> [Passage shown]:
================
Notes to Condensed Consolidated Financial Statements
(1) The consolidated unaudited financial statements include the accounts of
Interwest Home Medical, Inc. and include all adjustments (consisting of
normal recurring items) which are, in the opinion of management, necessary
to present fairly the financial position as of June 30, 1997 and the
results of operations and cash flows for the nine and three month periods
ended June 30, 1997 and 1996. The results of operations for the nine and
three months ended June 30, 1997 and 1996 are not necessarily indicative of
the results to be expected for the entire year.
(2) Income per common share is based on the weighted average number of shares
outstanding during the period. The earnings per share and fully diluted
earnings per share are the same for all periods presented.
8
<PAGE>
PART 1 - ITEM 2
MANAGEMENT'S DISCUSSION AND ANALYSIS OF
FINANCIAL CONDITION AND RESULTS OF OPERATIONS
Interwest Home Medical, Inc. (IHOM) is primarily engaged in the business
of selling and renting medical equipment and supplies, primarily to the home
medical care market. IHOM currently employs over 250 individuals at twenty-four
(24) branch operations.
Financial Condition
The Company's primary needs for capital are to fund acquisitions, purchase
rental equipment, and cover debt service payments. Expansion into new geographic
markets resulted in increased accounts receivable, inventory and equipment
balances. For the nine months ended June 30, 1997, net cash provided by
operating activities was $836,316 as compared to cash used in operating
activities in the amount of $318,285 for the nine months ended June 30, 1996,
which is an increase of $1,154,601. The Company has sufficient capital for its
current operations but may be required to obtain additional capital for use in
future acquisitions. At June 30, 1997, the Company had total assets of
$20,035,804 and shareholders' equity of $7,343,785 compared to total assets of
$15,788,961 and shareholders' equity of $5,947,692 at September 30, 1996, the
Company's last fiscal year end. This 27% increase in assets is primarily the
result of increases in accounts receivable, capital and intangible assets from
acquisition activities. The 23% increase in shareholders' equity is primarily
the result of a private investor group exercising an option to purchase $500,000
of common stock at a price of $4.28 per share in addition to earnings of
$896,093 for the nine months ended June 30, 1997.
At June 30, 1997, the Company's working capital was $3,078,462 compared to
$2,453,014 at September 30, 1996, an increase of 25%. The increase is primarily
due to an increase in current notes receivable derived from real estate sales
and increases in accounts receivable resulting from continued strong revenue
growth from acquisition and continuing operations. At June 30, 1997, the Company
had total current assets of $9,930,012 and current liabilities of $6,851,550
compared to current assets of $8,607,996 and current liabilities of $6,154,982
at September 30, 1996.
The Company had capital expenditures of $837,643 for the nine months ended
June 30, 1997 compared to $551,848 for the same period ended June 30, 1996.
Capital expenditures are primarily for purchasing rental equipment used to
generate increased rental revenues and service customers from exclusive managed
care contracts.
During the last two years, IHOM has had a plan of operations which
included the acquisition of other companies which are engaged in similar lines
of business. The Company intends to continue with the acquisition plan.
Management continues to have acquisition discussions with several companies.
================
> [Record set]:
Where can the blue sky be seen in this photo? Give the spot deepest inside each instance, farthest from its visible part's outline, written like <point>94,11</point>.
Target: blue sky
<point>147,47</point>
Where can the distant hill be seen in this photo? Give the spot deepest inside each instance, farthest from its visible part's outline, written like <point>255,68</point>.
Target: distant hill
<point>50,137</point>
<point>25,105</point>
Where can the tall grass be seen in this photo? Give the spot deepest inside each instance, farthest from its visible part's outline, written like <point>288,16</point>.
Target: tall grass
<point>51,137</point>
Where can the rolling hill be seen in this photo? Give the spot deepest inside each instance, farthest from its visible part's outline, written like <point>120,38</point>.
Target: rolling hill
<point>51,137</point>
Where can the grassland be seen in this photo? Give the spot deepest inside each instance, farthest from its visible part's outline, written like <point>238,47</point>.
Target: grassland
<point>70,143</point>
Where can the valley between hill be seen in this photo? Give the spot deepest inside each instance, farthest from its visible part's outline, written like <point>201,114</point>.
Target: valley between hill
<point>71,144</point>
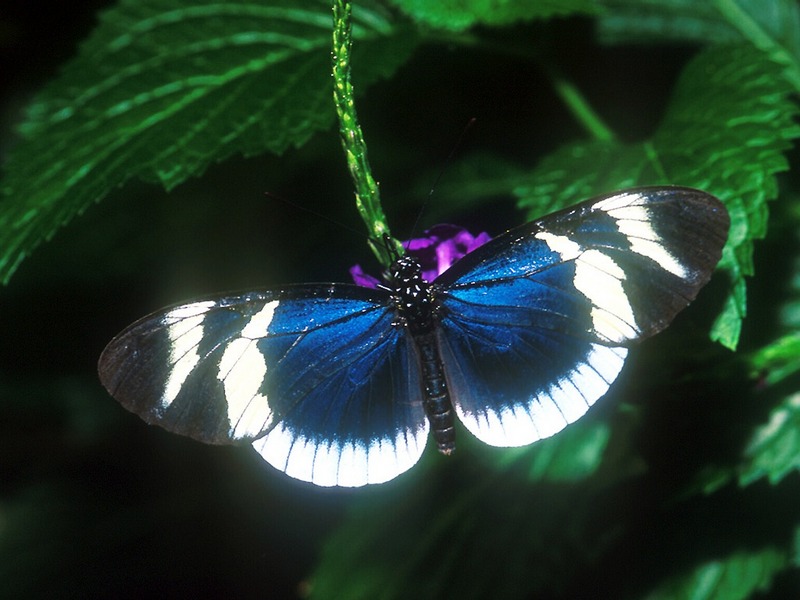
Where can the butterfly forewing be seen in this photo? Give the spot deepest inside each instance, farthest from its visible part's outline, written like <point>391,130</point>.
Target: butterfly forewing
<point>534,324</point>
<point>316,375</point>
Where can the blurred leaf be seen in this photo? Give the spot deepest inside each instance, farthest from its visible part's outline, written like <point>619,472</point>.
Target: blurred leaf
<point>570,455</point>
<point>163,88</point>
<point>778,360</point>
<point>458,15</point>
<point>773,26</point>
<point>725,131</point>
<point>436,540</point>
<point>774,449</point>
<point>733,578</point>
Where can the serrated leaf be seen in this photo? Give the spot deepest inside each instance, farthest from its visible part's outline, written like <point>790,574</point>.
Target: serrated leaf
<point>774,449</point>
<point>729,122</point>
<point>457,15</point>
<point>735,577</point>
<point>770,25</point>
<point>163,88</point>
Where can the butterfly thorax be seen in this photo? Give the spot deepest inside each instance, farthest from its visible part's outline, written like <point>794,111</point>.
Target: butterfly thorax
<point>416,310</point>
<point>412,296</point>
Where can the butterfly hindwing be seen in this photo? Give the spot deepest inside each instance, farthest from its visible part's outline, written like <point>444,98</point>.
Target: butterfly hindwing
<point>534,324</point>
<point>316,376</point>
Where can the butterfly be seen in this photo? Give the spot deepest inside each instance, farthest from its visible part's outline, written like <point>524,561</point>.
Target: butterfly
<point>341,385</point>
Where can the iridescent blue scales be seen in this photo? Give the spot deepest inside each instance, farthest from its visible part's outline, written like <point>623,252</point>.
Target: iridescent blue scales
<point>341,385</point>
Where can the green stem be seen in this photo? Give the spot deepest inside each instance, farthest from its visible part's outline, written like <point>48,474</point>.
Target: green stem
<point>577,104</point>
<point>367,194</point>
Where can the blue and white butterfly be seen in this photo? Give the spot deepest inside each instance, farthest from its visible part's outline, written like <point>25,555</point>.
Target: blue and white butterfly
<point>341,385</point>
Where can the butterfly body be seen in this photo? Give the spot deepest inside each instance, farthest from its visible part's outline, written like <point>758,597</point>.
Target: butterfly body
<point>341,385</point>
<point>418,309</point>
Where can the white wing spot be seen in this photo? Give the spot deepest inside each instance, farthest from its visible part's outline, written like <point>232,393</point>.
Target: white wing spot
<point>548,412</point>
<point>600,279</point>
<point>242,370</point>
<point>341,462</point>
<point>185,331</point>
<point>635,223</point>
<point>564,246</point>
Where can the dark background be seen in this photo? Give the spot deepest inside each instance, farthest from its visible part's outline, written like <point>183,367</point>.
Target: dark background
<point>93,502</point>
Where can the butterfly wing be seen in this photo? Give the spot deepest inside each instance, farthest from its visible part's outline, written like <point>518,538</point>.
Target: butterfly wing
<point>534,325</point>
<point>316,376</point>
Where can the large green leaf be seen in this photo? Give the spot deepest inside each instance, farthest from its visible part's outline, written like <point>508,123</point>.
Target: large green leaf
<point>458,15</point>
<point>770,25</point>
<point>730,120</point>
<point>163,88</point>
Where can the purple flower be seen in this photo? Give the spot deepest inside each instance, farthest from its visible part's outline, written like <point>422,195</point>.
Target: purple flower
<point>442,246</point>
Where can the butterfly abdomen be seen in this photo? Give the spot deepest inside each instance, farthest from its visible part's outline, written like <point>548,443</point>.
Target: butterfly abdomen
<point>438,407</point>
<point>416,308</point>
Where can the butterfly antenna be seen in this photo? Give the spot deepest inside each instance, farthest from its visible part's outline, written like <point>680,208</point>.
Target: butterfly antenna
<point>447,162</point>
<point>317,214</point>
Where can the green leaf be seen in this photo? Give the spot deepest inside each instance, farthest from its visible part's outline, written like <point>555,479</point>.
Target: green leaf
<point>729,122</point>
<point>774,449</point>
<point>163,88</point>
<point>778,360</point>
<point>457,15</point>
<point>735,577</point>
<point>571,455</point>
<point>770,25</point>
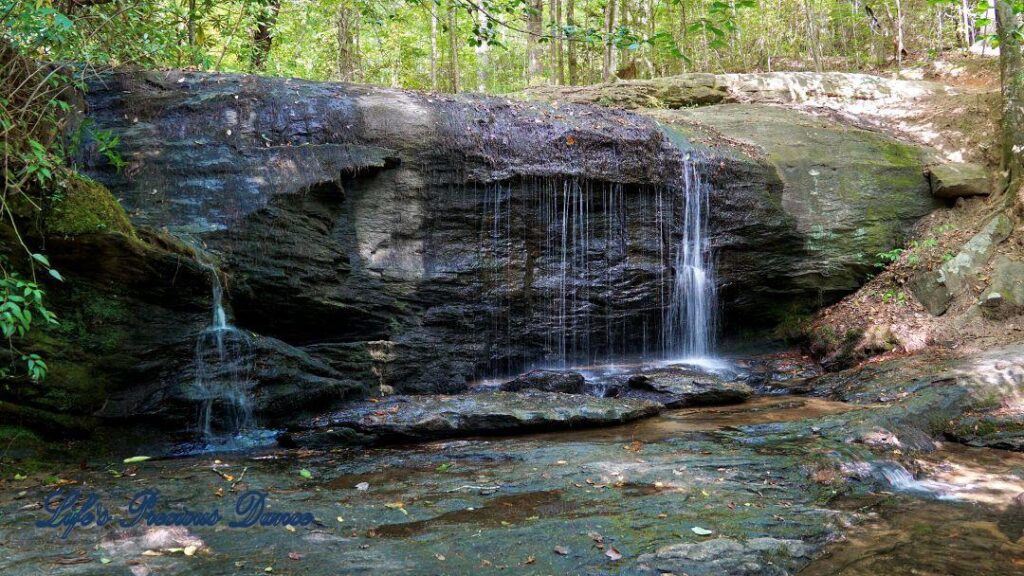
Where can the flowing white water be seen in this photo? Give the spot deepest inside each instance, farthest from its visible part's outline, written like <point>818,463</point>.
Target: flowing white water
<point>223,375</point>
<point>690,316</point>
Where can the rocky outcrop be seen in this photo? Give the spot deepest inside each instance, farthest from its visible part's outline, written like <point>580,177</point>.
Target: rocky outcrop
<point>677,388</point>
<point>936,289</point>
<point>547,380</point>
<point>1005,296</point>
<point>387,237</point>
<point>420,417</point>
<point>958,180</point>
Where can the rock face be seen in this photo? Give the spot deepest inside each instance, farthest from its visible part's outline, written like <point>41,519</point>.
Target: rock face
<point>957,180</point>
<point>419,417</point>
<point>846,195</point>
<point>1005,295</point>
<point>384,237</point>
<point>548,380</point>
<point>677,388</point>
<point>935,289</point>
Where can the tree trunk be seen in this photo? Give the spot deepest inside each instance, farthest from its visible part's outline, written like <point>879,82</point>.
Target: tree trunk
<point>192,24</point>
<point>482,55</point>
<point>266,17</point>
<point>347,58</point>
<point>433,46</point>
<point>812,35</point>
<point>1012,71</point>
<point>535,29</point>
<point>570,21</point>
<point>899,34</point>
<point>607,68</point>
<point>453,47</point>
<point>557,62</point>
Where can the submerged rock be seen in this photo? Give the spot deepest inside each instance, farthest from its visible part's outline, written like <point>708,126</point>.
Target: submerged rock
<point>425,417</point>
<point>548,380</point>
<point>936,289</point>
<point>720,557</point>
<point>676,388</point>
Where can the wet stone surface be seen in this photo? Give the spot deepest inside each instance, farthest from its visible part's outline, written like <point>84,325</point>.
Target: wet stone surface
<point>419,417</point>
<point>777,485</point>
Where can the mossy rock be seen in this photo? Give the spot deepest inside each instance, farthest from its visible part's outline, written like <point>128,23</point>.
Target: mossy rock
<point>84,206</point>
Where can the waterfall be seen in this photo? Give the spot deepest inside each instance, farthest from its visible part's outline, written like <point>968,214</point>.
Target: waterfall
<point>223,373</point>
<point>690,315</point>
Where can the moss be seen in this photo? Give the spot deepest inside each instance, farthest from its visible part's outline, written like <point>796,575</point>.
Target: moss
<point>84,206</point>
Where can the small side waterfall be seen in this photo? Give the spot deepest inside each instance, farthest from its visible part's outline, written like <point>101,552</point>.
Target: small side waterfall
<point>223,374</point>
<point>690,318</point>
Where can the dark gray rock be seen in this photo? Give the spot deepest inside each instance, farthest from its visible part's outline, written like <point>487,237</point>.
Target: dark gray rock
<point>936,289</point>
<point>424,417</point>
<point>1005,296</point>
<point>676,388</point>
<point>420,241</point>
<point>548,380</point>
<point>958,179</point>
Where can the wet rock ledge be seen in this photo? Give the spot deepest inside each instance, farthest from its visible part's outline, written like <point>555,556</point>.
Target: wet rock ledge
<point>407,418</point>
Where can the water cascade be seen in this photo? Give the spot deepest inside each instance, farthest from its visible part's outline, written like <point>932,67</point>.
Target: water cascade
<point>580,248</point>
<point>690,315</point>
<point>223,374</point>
================
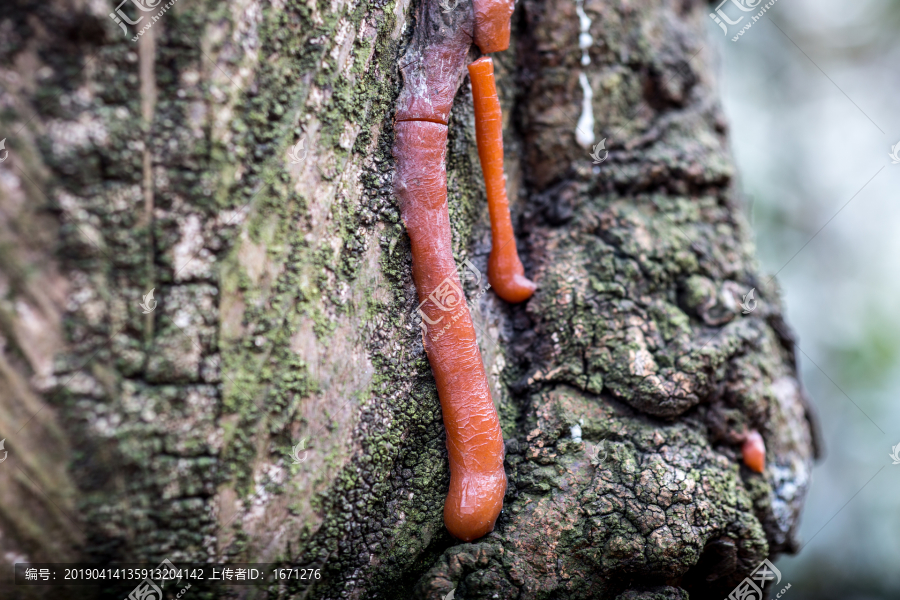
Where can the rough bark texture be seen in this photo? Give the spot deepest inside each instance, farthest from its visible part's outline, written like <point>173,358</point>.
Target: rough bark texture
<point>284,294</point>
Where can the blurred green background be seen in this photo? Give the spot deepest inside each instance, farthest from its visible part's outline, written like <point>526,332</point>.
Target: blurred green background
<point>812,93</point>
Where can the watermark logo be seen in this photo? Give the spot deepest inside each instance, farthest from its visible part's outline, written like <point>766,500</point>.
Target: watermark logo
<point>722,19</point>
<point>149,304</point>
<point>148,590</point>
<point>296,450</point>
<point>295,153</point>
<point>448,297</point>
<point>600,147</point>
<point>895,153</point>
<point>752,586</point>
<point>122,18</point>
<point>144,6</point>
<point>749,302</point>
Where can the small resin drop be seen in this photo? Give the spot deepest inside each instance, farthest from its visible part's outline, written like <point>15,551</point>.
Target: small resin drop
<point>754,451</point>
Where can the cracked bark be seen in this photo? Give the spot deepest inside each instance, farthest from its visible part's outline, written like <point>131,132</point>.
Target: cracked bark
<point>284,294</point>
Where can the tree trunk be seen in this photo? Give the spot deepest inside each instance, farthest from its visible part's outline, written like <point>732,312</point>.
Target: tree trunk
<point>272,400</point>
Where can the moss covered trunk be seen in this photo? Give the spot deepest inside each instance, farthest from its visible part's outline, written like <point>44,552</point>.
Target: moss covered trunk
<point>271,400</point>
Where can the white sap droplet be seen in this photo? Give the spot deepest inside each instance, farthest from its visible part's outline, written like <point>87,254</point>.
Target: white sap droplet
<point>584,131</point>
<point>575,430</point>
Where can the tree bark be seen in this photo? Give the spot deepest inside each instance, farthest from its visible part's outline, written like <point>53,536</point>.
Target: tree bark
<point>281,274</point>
================
> [Questions]:
1: Switch "acquisition plan" to "expansion plan" and reproduce the Interwest Home Medical financial report from "Capital expenditures are" down to "the acquisition plan.".
2: Resume the Interwest Home Medical financial report, writing on from its final sentence.

> [Exercise answers]:
1:
Capital expenditures are primarily for purchasing rental equipment used to
generate increased rental revenues and service customers from exclusive managed
care contracts.
During the last two years, IHOM has had a plan of operations which
included the acquisition of other companies which are engaged in similar lines
of business. The Company intends to continue with the expansion plan.

2:
At June 30, 1997 the Company had outstanding long term and short term
loans payable in the amount of $9,560,166 compared to $7,265,496 at September
30, 1996. The 32% increase was primarily due to $2.8 million in new borrowing to
fund acquisitions partially offset by principal payments of notes payable.
At June 30, 1997, the Company had notes receivable of $996,698 compared to
$578,652 at September 30, 1996. Notes receivable originated from the sale of
undeveloped real estate and an apartment building. The $418,046 increase is
primarily due to a $555,000 note receivable from the sale of undeveloped real
estate during the three month period ended June 30, 1997.
The Company has sufficient capital for its current operations but may be
required to obtain additional capital for use in future acquisitions.
9
<PAGE>
Results of Operations
The Company's revenues are primarily attributed to the sale and rental of
medical equipment and products. The following results are a comparison of the
operations of IHOM for the nine and three month periods ended June 30, 1997 and
1996.
Sale and Rental Revenue. The Company's revenues are derived from both the
sale and rental of equipment and products. For the nine month period ended June
30, 1997, sales and rental revenues were 59% and 41%, respectively, of total
revenues. This compares to 62% and 38% for the nine month period ended June 30,
1996. Sales and rental revenues for the three month period ended June 30, 1997
were 59% and 41% compared with 63% and 37% for the three month period ended June
30, 1996. Total revenues for the nine and three month periods ended June 30,
1997 were $16,829,103 and $5,999,557, an increase of approximately 16% and 14%
over the nine and three month periods ended June 30, 1996. The increases were
primarily attributed to revenues generated by the companies acquired during 1996
and 1997 and continued strong same store growth. Continued growth in sales is
not indicative of future performance.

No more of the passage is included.